### [Task brief]
In the thread on grouped versus ungrouped Poisson regression, list every username that signs a comment with a date and time.

### [Excerpted passage]
***
8

Poisson regression can be conducted using Grouped and ungrouped data. There should be some differences between these two methods. To be sure about it, I have tried to study the differences using a set of simulated data. The result I found was that the estimated parameters will be the same for both methods, but the residual deviances are very different.

This then bring me to the question if there is any assumption that needs to be satisfied before we can grouped our data.

# Rcode for simulated data #
rm(list=ls())
set.seed(1)
##############################################################
# Creating Random Age, Gender, obs count and population      #
##############################################################
nsim = 10000
age = sample(20:70,size = nsim, replace = T)
Gender = sample(c("M","F"),size = nsim, replace = T)
obs.count = sample(c(0,0,1),size = nsim, replace = T)
population = sample(c(0.7,0.8,0.9,1), size=nsim, replace = T)
ungrouped.data = data.frame(age,Gender,obs.count,population)
grouped.data = aggregate(cbind(ungrouped.data$obs.count,ungrouped.data$population),list(ungrouped.data$age,ungrouped.data$Gender), FUN = "sum")
names(grouped.data) = c("age", "Gender", "obs.count", "population")

############################################
# GLM model for group and ungroup data set #
############################################
model.group = glm(obs.count ~ age + Gender + offset((log(population))), family = poisson, data = grouped.data)
summary(model.group)
model.ungroup = glm(obs.count ~ age + Gender + offset((log(population))), family = poisson, data = ungrouped.data)
summary(model.ungroup)  
kjetil b halvorsen
  • 63,378
  • 26
  • 142
  • 467
Fesco
  • 81
  • 3
  • What do you mean by grouped? Sum of counts and observation times with all predictors shared at the group level? If so, then there is no difference and any differing analysis results are due to software-usage errors. – Björn May 02 '17 at 19:33
  • @Björn. Thanks for your reply. Yes, you are right in the description of what I meant by grouping. However, if there is indeed no difference in the analysis, why is there a different result for the residual deviance? – Fesco May 03 '17 at 17:40
  • I have also added the Rcode that I use to simulate the data. If you were to run it, you will see a very different result in the residual deviance. – Fesco May 03 '17 at 17:53
  • 2
    The deviance difference is due to the fact one set has 102 samples while the other has 10000 (see `deviance(model.ungroup)` is roughly 100 times bigger than `deviance(model.group)`). – Firebug May 03 '17 at 17:56
  • 3
    There are some close votes, presumably because this is seen as a software question. But the problem here is conceptual, importanyt in practice,so I think this should be left open. – kjetil b halvorsen May 04 '17 at 08:51

2 Answers2

3

Since the sums of counts by combination of factors in the model together with the anti-logged offsets are the sufficient statistics for a Poisson distribution, there should be no difference between the two analyses. Any differing analysis results are due to software-usage errors.
***
Object position labeling lines
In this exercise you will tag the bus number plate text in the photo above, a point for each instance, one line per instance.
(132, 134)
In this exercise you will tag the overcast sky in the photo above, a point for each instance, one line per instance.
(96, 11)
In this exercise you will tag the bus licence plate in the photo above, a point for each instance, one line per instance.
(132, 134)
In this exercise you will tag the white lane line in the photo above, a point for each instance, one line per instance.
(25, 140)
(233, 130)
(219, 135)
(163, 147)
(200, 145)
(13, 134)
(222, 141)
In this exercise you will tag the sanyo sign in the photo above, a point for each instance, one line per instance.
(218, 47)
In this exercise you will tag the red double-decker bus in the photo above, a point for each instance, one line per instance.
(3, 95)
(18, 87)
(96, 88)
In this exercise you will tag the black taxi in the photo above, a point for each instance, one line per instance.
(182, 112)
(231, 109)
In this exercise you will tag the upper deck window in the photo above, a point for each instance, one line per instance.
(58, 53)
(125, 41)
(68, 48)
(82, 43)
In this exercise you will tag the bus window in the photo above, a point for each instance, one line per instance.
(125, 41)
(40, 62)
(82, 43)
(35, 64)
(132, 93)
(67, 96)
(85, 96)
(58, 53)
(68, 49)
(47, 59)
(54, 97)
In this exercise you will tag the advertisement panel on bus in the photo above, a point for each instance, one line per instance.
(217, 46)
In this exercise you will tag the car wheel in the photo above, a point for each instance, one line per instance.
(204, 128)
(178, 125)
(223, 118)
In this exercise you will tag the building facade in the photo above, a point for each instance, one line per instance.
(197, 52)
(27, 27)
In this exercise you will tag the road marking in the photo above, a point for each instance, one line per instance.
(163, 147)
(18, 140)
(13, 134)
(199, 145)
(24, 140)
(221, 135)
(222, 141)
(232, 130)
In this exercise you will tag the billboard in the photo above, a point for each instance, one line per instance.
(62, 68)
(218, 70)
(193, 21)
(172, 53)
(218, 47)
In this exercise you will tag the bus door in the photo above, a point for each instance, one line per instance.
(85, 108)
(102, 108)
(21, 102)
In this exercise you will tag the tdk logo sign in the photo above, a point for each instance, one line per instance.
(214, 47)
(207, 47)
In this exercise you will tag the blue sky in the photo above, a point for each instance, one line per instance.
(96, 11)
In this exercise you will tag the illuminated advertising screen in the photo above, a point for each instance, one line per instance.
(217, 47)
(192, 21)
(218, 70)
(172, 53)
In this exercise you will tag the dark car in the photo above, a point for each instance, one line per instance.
***
### [Output]
Björn
Fesco
Firebug
kjetil b halvorsen